>> start

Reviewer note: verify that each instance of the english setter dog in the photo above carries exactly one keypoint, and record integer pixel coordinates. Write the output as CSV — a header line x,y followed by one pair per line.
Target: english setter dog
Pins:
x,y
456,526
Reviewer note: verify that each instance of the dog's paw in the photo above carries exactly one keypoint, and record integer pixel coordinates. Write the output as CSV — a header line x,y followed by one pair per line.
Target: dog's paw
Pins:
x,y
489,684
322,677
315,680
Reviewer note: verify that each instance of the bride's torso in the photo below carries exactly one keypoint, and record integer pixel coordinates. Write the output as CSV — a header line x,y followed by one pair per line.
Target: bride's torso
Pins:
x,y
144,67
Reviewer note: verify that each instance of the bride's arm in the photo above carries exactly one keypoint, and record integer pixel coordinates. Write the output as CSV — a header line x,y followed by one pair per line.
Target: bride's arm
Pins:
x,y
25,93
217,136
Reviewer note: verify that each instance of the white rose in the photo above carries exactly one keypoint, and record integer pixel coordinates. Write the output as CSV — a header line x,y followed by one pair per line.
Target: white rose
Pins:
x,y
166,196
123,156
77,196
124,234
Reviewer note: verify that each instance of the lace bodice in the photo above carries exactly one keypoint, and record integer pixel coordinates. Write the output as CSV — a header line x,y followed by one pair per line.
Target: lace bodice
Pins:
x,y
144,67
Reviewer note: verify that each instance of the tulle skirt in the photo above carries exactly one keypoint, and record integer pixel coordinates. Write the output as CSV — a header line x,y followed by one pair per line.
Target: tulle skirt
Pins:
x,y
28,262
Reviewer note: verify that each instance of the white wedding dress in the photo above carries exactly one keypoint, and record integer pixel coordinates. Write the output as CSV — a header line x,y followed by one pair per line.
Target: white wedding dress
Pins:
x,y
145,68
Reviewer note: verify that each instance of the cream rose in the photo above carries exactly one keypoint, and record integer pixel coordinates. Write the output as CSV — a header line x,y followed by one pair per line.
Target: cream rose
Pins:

>> end

Write the listing out again, exactly as shown above.

### [Output]
Reviewer note: verify that each instance of the english setter dog in the photo above carries exactly one keypoint, and record integer pixel coordinates. Write the output as CSV — a header line x,y followed by one pair per line.
Target: english setter dog
Pins:
x,y
456,526
Reviewer note: verify that each instance of the dog's paw in the photo above carries exactly one keypoint, and record integer pixel coordinates. Write the output as CSV — a header line x,y followed by one pair per line.
Target: dog's paw
Pins:
x,y
489,684
322,677
315,680
Reviewer note: verify that each instance of the bride's torso in the photo below carries exactly one keypoint, and record integer pixel coordinates. Write the output as CSV — a header line x,y followed by one pair per line.
Target: bride's torso
Pins:
x,y
144,67
Reviewer note: verify that each instance of the bride's arm in the photo above carries exactly one keypoint, and record integer pixel coordinates. Write the output as CSV — a header line x,y followed by one pair per line.
Target: bride's arm
Pins:
x,y
25,93
217,136
Reviewer note: verify that each instance of the white rose in the photo above carries exactly one keypoint, and record integer pixel coordinates. Write the output as CSV — a header line x,y followed by one pair per line.
Target: white rose
Pins:
x,y
166,196
123,156
77,196
124,234
Reviewer note: verify that each instance of the lace bodice in the photo above carries exactly one keypoint, and record integer pixel coordinates. Write the output as CSV — a header line x,y followed by one pair per line.
Target: lace bodice
Pins:
x,y
144,67
Reviewer note: verify that each instance of the tulle skirt in the photo above carries exactly one keypoint, and record integer pixel coordinates. Write the output as CSV — a header line x,y followed by one pair per line.
Target: tulle skirt
Pins:
x,y
28,262
Reviewer note: verify that each instance of the white wedding dress in the photo above carries exactly one keypoint, and record integer pixel coordinates. Write the output as CSV — a header line x,y followed by one pair per line.
Target: white wedding dress
Pins:
x,y
145,68
Reviewer note: verify that each instance of the cream rose in the photo above carries exactly one keypoint, and record integer pixel coordinates. Write the output as CSV — a header line x,y followed by one pair per line.
Target: cream rose
Pins:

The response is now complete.